● **Tasks and exercises**
1. In the health care debate article, in what city was the Democratic presidential debate held?
2. Repeat the part of the health care debate article starting at "Urging Democrats to" and ending at "30 million people.".

● **Passage**
####

Bernie and Hillary Fight for the Soul of the Democratic Party Over Health Care in Debate

Impact

Charleston, South Carolina — After weeks of withering attacks from the Hillary Clinton campaign on the issue — and just hours after releasing details of how he would fund his plan for a single-payer health care system — Sen. Bernie Sanders (I-Vt.) came under further criticism in the Democratic presidential debate here Sunday night, exposing a significant rift in the Democratic Party over the future of health care six years after the passage of President Barack Obama's landmark health care reform law.

"I certainly respect Sen. Sanders' intention" in proposing a Medicare-for-all system, Clinton said. "But when you're talking about health care, the details really matter, and therefore, we have been raising questions about the nine bills that he introduced over 20 years as to how they would work and what would be the impact on people's health care. He didn't like that. His campaign didn't like it either. And tonight, he's come out with a new health care plan."

Urging Democrats to focus on defending the Affordable Care Act, Clinton warned that Sanders' call for drastic reform of the health care system would reopen a "contentious debate" the party could ill-afford at a time when Republicans remain fiercely determined to scrap the health reform law.

"I want us to defend and build on the Affordable Care Act and improve it," Clinton said, linking herself to a legacy-defining achievement of a president who remains overwhelmingly popular with the Democratic electorate.

But Sanders emphatically rejected Clinton's desire to work within the status quo.

"What a Medicare for All program does is finally provide in this country health care for every man, woman, and child, as a right," Sanders said, noting that the nation's uninsured population is somewhere in the neighborhood of 30 million people.

####

● **Extracted data**

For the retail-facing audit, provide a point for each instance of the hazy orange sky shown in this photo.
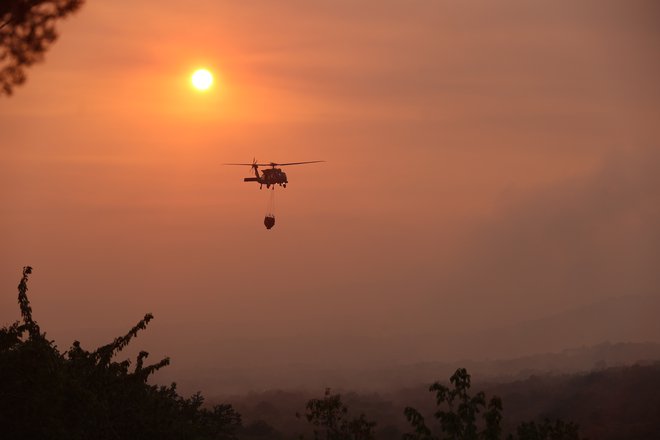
(487, 163)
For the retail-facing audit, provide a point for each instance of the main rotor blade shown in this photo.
(295, 163)
(249, 164)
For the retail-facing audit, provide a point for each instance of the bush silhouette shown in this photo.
(80, 394)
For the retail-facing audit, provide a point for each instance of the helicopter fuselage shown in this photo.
(269, 177)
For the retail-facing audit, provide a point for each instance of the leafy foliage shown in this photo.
(84, 394)
(458, 416)
(27, 29)
(329, 416)
(459, 419)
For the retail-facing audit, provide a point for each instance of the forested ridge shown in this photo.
(87, 394)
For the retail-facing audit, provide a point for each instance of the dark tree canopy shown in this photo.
(27, 29)
(81, 394)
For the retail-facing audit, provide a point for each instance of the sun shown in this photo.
(202, 79)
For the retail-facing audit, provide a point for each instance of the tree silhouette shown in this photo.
(458, 416)
(84, 394)
(329, 416)
(459, 420)
(27, 29)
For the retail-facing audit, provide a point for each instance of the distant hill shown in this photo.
(225, 382)
(630, 318)
(613, 403)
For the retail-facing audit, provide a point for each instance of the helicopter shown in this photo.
(270, 176)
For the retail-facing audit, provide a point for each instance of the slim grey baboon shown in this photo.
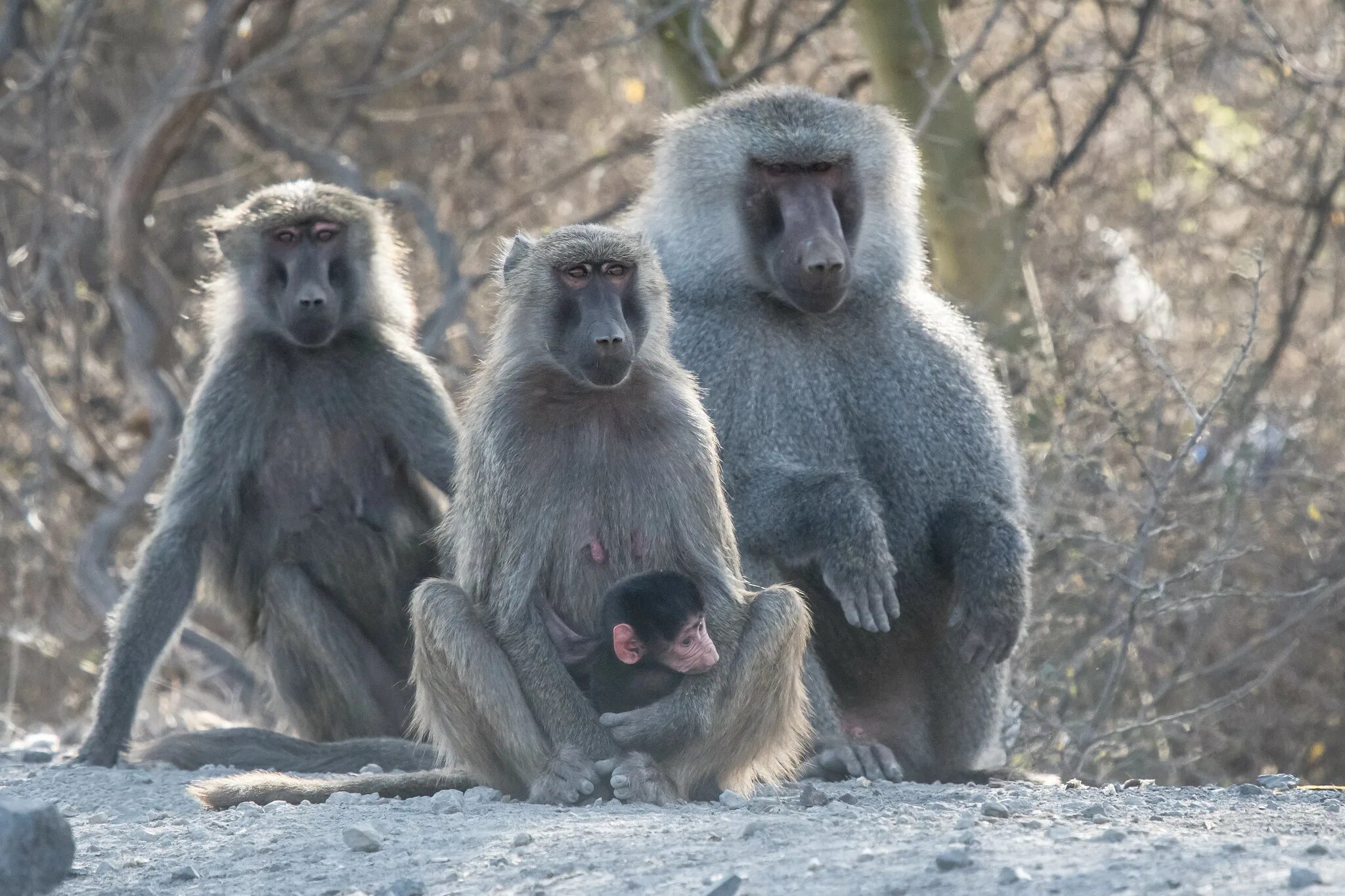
(298, 496)
(585, 457)
(868, 449)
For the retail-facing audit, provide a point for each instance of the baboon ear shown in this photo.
(518, 250)
(626, 644)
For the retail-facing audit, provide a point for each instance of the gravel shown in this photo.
(894, 839)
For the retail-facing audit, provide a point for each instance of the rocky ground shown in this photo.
(139, 833)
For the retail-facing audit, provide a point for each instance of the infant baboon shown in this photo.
(296, 499)
(868, 449)
(585, 457)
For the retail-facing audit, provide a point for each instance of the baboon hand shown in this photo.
(866, 591)
(97, 753)
(838, 758)
(568, 778)
(982, 634)
(636, 779)
(639, 729)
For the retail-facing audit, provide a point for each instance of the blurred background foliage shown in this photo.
(1137, 199)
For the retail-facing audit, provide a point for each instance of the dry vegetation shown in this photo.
(1173, 336)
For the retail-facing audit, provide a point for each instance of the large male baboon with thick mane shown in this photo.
(868, 450)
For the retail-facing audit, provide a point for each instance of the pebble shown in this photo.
(1301, 878)
(447, 802)
(732, 800)
(994, 809)
(1277, 782)
(752, 828)
(482, 796)
(811, 796)
(37, 847)
(362, 839)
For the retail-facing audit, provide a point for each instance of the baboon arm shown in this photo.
(424, 421)
(164, 580)
(988, 554)
(797, 513)
(562, 710)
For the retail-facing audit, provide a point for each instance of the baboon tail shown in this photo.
(268, 786)
(261, 748)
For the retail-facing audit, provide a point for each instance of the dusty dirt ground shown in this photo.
(139, 833)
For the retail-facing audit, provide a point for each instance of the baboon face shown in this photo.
(600, 322)
(802, 217)
(307, 280)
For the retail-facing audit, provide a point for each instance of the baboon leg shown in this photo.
(328, 677)
(761, 726)
(966, 708)
(467, 694)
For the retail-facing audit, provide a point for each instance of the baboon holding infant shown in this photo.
(298, 498)
(868, 450)
(585, 457)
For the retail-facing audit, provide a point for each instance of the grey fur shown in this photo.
(861, 448)
(296, 499)
(548, 465)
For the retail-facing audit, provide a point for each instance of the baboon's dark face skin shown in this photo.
(802, 218)
(600, 322)
(309, 280)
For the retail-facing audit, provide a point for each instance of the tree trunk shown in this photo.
(975, 242)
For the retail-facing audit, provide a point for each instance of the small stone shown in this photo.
(1301, 878)
(994, 809)
(732, 800)
(1277, 782)
(447, 802)
(362, 839)
(37, 847)
(811, 796)
(752, 829)
(482, 796)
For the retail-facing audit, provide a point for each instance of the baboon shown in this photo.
(868, 449)
(298, 499)
(651, 634)
(585, 457)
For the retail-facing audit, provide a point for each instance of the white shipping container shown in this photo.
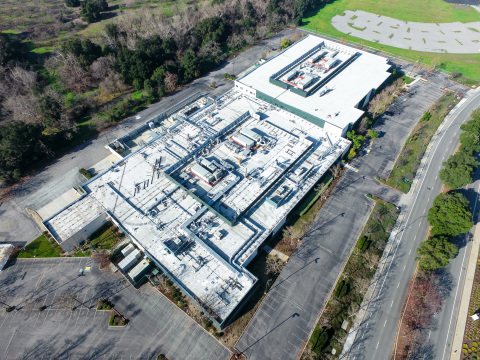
(131, 259)
(243, 141)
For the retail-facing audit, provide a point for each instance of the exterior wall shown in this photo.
(334, 130)
(279, 226)
(313, 119)
(247, 90)
(80, 236)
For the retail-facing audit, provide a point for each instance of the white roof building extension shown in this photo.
(355, 78)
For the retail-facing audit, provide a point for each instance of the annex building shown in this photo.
(324, 82)
(201, 187)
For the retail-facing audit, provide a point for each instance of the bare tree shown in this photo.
(170, 81)
(371, 260)
(274, 264)
(101, 258)
(336, 170)
(295, 36)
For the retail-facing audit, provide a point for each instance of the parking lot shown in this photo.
(155, 325)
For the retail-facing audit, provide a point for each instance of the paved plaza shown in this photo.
(458, 38)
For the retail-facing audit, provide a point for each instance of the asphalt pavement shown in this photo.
(375, 338)
(155, 325)
(282, 324)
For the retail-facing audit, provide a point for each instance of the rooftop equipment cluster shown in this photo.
(210, 172)
(247, 138)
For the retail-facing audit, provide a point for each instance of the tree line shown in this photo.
(49, 102)
(451, 215)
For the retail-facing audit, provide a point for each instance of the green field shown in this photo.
(435, 11)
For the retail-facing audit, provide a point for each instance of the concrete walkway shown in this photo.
(466, 293)
(454, 38)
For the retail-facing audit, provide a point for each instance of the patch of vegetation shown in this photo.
(116, 320)
(229, 76)
(353, 282)
(104, 304)
(106, 238)
(450, 215)
(409, 159)
(40, 247)
(409, 10)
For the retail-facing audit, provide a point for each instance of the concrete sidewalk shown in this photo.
(466, 293)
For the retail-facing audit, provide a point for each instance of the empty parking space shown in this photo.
(70, 327)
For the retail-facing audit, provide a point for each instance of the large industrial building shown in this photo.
(324, 82)
(200, 187)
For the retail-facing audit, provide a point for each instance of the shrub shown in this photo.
(455, 74)
(345, 290)
(426, 117)
(230, 76)
(321, 342)
(85, 173)
(338, 290)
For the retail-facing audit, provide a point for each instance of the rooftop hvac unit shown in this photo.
(243, 141)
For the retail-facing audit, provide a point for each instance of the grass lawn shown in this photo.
(40, 247)
(416, 144)
(435, 11)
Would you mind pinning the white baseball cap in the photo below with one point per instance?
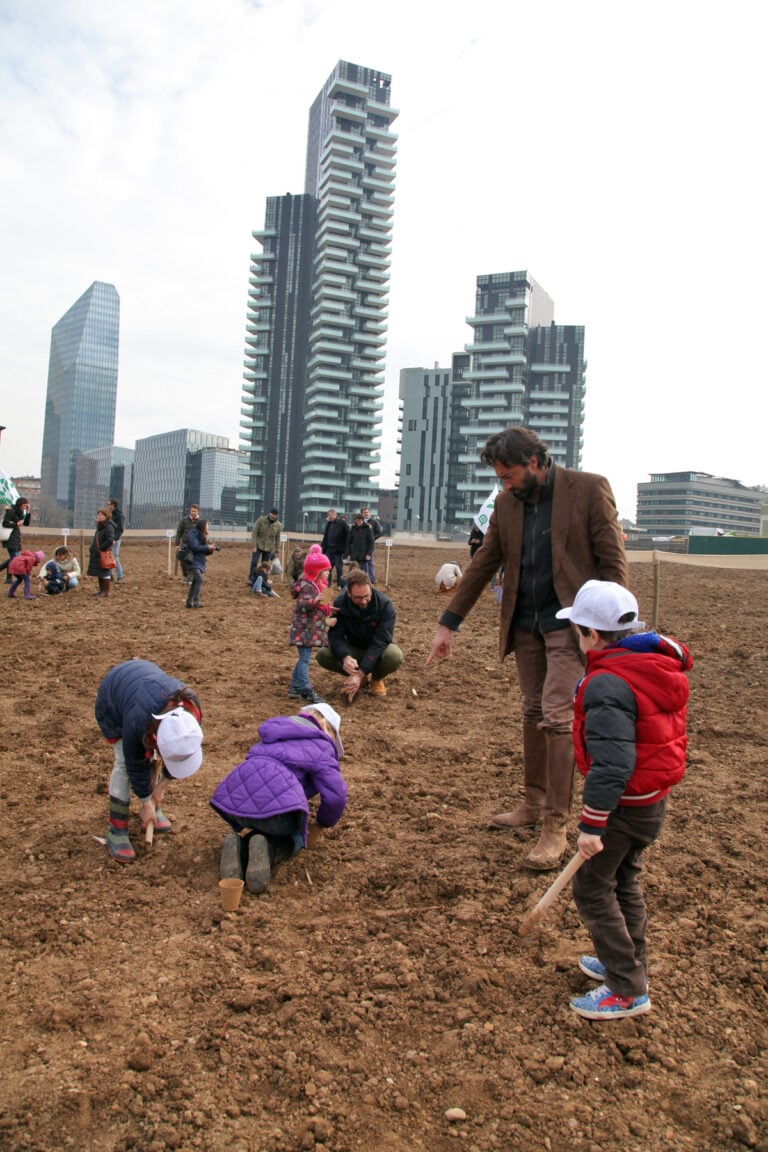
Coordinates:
(605, 606)
(180, 737)
(333, 719)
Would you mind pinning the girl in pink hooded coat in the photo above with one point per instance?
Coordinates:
(309, 622)
(21, 568)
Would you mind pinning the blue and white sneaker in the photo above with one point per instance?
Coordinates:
(592, 968)
(602, 1003)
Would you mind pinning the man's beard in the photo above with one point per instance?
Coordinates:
(529, 489)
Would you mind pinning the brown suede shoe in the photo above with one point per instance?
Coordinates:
(526, 816)
(548, 851)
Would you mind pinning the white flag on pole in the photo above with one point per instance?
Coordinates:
(8, 491)
(483, 515)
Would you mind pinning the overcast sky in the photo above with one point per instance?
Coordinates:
(615, 151)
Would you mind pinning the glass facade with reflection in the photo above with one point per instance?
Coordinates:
(82, 392)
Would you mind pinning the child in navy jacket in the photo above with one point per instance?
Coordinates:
(630, 742)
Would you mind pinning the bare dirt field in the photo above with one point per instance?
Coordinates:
(381, 979)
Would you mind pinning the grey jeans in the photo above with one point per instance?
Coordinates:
(389, 660)
(609, 897)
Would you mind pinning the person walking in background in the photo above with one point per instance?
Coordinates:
(183, 528)
(630, 743)
(265, 797)
(119, 521)
(104, 537)
(553, 529)
(15, 517)
(309, 622)
(360, 643)
(334, 545)
(261, 582)
(359, 545)
(374, 524)
(265, 540)
(21, 568)
(142, 710)
(199, 548)
(476, 539)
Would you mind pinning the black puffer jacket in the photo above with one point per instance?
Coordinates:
(103, 540)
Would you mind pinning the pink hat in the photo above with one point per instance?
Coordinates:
(316, 562)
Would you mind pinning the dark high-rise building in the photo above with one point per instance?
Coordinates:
(521, 368)
(276, 341)
(317, 313)
(80, 406)
(524, 369)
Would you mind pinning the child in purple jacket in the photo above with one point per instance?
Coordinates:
(266, 797)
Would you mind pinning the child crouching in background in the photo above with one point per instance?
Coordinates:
(21, 568)
(266, 797)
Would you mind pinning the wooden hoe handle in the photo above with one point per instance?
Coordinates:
(537, 914)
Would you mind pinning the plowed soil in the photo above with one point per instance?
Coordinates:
(381, 980)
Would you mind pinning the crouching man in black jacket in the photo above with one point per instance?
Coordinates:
(360, 641)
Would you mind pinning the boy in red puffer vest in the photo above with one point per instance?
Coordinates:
(629, 739)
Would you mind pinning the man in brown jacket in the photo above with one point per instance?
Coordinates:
(553, 529)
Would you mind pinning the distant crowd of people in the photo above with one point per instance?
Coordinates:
(599, 691)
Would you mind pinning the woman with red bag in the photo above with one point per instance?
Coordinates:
(98, 560)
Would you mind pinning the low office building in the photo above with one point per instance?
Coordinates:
(690, 503)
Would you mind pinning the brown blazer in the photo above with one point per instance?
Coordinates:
(586, 544)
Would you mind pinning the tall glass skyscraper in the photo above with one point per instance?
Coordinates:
(80, 404)
(317, 313)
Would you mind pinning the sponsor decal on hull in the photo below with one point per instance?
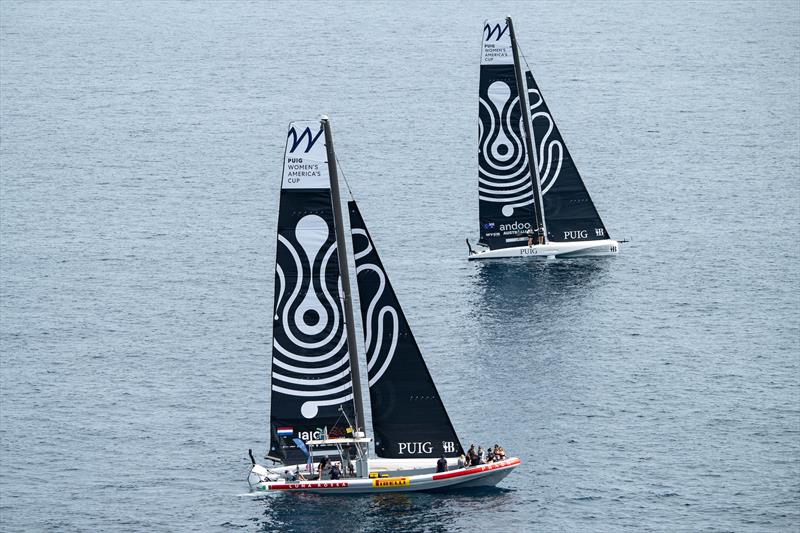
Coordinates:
(391, 482)
(476, 469)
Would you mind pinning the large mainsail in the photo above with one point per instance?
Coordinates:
(311, 378)
(408, 417)
(507, 202)
(568, 208)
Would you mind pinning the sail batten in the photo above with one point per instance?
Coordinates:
(311, 378)
(409, 419)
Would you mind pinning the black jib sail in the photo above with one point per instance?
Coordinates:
(408, 417)
(506, 196)
(569, 212)
(311, 377)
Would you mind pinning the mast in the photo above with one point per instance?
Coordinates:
(345, 274)
(533, 161)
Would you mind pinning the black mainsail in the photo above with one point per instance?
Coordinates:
(311, 369)
(506, 195)
(409, 419)
(568, 208)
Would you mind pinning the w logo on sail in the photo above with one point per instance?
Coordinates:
(489, 31)
(307, 135)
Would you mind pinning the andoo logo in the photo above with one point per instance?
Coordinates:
(489, 31)
(310, 138)
(516, 226)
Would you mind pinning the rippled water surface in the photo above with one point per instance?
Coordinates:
(141, 155)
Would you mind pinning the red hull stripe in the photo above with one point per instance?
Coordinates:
(290, 486)
(476, 469)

####

● **Responses to the tasks**
1. Charleston, South Carolina

2.
Urging Democrats to focus on defending the Affordable Care Act, Clinton warned that Sanders' call for drastic reform of the health care system would reopen a "contentious debate" the party could ill-afford at a time when Republicans remain fiercely determined to scrap the health reform law.

"I want us to defend and build on the Affordable Care Act and improve it," Clinton said, linking herself to a legacy-defining achievement of a president who remains overwhelmingly popular with the Democratic electorate.

But Sanders emphatically rejected Clinton's desire to work within the status quo.

"What a Medicare for All program does is finally provide in this country health care for every man, woman, and child, as a right," Sanders said, noting that the nation's uninsured population is somewhere in the neighborhood of 30 million people.